§ Task requirements
Can you set down word for word the lines of material from the line with "Return the polygon of every instance of the woman's" to the line with "115 L 3 119", both of those lines included?

§ Dataset records
****************
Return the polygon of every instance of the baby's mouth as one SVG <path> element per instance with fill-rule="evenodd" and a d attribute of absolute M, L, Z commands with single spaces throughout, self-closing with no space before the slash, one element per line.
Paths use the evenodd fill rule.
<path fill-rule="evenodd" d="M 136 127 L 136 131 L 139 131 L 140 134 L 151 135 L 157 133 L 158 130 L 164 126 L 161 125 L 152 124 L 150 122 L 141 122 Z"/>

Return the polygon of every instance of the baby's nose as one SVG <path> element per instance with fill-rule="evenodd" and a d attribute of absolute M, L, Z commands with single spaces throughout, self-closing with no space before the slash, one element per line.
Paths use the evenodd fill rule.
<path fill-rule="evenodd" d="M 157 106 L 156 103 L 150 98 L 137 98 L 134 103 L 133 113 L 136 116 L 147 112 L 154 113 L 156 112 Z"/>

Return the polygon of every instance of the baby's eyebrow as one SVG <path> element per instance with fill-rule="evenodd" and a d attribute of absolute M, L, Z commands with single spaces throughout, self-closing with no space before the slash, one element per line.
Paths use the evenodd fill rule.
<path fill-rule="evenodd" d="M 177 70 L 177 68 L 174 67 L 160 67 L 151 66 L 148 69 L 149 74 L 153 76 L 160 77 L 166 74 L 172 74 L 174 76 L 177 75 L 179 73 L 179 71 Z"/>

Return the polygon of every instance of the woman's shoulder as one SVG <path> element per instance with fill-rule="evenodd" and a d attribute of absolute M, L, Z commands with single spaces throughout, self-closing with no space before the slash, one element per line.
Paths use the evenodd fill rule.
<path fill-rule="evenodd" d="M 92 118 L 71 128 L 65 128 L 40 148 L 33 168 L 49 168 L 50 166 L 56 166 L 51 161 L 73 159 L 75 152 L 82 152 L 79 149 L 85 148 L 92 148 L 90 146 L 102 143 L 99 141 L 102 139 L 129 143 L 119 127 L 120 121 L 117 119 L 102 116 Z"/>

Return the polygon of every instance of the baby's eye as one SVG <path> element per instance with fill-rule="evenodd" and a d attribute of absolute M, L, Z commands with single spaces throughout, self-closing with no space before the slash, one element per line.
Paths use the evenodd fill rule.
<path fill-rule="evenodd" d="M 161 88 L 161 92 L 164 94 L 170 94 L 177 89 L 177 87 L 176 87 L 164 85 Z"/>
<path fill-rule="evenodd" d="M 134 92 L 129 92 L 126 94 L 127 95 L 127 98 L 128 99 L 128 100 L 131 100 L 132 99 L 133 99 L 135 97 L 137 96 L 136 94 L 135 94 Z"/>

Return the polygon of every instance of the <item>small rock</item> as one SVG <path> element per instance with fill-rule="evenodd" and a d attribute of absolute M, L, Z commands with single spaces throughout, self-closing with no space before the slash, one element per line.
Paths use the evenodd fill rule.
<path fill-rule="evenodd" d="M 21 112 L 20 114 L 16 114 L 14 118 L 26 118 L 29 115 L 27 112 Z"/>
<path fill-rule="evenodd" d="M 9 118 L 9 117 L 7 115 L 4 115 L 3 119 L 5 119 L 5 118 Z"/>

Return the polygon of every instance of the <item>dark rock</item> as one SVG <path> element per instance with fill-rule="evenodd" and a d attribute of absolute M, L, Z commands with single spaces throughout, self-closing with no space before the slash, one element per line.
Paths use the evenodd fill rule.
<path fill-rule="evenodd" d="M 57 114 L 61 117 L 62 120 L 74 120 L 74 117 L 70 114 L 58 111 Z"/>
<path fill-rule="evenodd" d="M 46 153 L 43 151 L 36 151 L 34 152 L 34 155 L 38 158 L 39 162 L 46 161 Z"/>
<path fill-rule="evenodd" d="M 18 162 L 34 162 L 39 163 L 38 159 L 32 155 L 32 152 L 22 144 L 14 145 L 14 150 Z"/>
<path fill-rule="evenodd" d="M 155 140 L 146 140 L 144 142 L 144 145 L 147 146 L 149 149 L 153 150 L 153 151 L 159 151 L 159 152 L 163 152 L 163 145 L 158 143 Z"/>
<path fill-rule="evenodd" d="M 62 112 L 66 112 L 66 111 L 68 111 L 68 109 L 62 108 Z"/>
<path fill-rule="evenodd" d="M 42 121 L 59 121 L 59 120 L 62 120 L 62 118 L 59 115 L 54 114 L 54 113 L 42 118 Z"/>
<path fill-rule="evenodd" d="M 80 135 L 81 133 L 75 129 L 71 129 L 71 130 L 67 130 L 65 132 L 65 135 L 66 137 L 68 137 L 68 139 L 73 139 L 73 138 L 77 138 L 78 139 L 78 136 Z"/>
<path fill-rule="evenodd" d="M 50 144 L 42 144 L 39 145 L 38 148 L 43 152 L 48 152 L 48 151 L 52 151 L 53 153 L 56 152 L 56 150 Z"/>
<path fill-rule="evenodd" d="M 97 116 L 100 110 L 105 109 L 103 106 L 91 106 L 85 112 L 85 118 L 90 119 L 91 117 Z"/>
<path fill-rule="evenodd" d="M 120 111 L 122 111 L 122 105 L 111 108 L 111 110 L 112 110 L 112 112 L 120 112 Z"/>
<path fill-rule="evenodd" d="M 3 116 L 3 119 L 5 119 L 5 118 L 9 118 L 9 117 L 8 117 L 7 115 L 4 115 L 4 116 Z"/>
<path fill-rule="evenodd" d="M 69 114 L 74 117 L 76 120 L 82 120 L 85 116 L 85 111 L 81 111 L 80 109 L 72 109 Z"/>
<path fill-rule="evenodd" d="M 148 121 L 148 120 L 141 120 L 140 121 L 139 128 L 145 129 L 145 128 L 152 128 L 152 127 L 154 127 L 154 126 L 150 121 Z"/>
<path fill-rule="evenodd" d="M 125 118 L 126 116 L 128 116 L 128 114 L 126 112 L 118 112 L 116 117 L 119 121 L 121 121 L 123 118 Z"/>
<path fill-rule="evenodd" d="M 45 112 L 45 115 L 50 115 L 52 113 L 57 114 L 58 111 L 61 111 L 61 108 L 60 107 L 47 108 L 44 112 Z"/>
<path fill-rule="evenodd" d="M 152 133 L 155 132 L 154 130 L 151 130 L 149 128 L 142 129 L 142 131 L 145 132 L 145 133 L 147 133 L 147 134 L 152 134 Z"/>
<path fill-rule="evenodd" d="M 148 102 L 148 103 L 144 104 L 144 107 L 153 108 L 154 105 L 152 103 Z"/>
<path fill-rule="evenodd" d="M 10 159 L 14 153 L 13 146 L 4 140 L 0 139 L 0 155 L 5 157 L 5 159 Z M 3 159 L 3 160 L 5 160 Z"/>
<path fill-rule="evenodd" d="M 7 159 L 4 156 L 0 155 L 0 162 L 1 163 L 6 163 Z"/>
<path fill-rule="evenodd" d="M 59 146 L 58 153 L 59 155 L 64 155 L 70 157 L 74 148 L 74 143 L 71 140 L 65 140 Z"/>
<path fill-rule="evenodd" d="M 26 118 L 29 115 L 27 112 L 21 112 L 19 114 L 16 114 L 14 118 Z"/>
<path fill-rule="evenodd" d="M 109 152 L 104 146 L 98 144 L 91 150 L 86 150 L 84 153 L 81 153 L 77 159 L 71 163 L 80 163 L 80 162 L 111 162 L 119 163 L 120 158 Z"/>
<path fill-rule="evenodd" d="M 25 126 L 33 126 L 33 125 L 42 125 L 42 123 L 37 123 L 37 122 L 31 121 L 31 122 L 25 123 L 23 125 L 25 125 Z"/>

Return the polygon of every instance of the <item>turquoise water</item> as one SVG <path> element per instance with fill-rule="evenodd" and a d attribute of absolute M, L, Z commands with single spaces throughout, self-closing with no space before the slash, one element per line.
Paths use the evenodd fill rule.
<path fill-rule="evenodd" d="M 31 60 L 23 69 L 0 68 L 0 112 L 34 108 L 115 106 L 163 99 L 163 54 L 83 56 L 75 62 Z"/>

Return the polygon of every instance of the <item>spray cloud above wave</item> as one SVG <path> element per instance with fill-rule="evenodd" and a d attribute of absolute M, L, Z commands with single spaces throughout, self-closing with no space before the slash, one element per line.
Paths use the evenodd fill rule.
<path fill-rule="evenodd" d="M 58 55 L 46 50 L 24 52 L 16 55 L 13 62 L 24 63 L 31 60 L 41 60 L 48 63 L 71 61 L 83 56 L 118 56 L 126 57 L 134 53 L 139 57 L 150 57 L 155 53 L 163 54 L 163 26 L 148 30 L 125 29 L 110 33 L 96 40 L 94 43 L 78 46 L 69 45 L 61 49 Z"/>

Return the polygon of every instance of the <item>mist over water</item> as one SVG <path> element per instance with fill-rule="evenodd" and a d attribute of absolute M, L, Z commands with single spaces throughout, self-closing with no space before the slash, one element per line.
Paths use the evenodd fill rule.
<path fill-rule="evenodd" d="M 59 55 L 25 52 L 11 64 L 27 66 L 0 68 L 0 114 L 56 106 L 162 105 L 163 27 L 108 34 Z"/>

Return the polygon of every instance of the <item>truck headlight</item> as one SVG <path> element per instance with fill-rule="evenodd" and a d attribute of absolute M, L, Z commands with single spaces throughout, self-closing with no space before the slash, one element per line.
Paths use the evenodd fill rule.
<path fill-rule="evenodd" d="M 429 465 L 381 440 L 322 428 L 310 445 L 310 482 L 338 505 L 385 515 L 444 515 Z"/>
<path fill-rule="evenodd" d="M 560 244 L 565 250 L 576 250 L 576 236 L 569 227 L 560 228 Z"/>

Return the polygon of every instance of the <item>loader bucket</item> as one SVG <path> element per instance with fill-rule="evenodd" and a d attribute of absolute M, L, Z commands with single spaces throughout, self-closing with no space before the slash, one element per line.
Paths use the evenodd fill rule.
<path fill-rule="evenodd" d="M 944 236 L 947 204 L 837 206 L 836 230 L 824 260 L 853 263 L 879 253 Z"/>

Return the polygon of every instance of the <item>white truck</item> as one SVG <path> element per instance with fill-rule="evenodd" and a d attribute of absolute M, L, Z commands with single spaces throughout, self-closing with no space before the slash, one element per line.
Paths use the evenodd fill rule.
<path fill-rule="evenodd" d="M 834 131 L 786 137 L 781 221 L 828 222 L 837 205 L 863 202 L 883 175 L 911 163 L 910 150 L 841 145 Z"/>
****************
§ Solution
Return the polygon of every instance of the woman's shoulder as one SVG <path> element per instance with fill-rule="evenodd" and a d attribute of absolute M, L, Z commands with single spaces throughout, self-closing with no space before the slash, one element per line.
Paths use the evenodd fill rule.
<path fill-rule="evenodd" d="M 92 118 L 71 128 L 65 128 L 40 148 L 33 168 L 49 168 L 50 166 L 56 166 L 51 161 L 73 159 L 75 152 L 82 152 L 79 149 L 85 148 L 92 148 L 90 146 L 102 143 L 99 141 L 102 139 L 129 143 L 119 127 L 120 121 L 117 119 L 102 116 Z"/>

Return the polygon of every instance of the baby's eye as one SVG <path> element per instance with fill-rule="evenodd" and a d attribute of absolute M, L, Z commands with single spaces throughout, self-closing with no space before the slash, one element per line.
Paths use the evenodd fill rule.
<path fill-rule="evenodd" d="M 161 88 L 161 92 L 164 94 L 170 94 L 177 89 L 177 87 L 176 87 L 164 85 Z"/>
<path fill-rule="evenodd" d="M 134 92 L 129 92 L 126 94 L 127 95 L 127 98 L 128 99 L 128 100 L 131 100 L 132 99 L 133 99 L 135 97 L 137 96 L 136 94 L 135 94 Z"/>

Return the polygon of every instance of the <item>small rock</item> as one SVG <path> element per instance with fill-rule="evenodd" and a d attribute of absolute M, L, Z commands with single spaces throughout, self-closing with no space before the slash, one element per line.
Paths use the evenodd fill rule.
<path fill-rule="evenodd" d="M 21 112 L 20 114 L 16 114 L 14 118 L 26 118 L 29 115 L 27 112 Z"/>
<path fill-rule="evenodd" d="M 9 118 L 9 117 L 7 115 L 4 115 L 3 119 L 5 119 L 5 118 Z"/>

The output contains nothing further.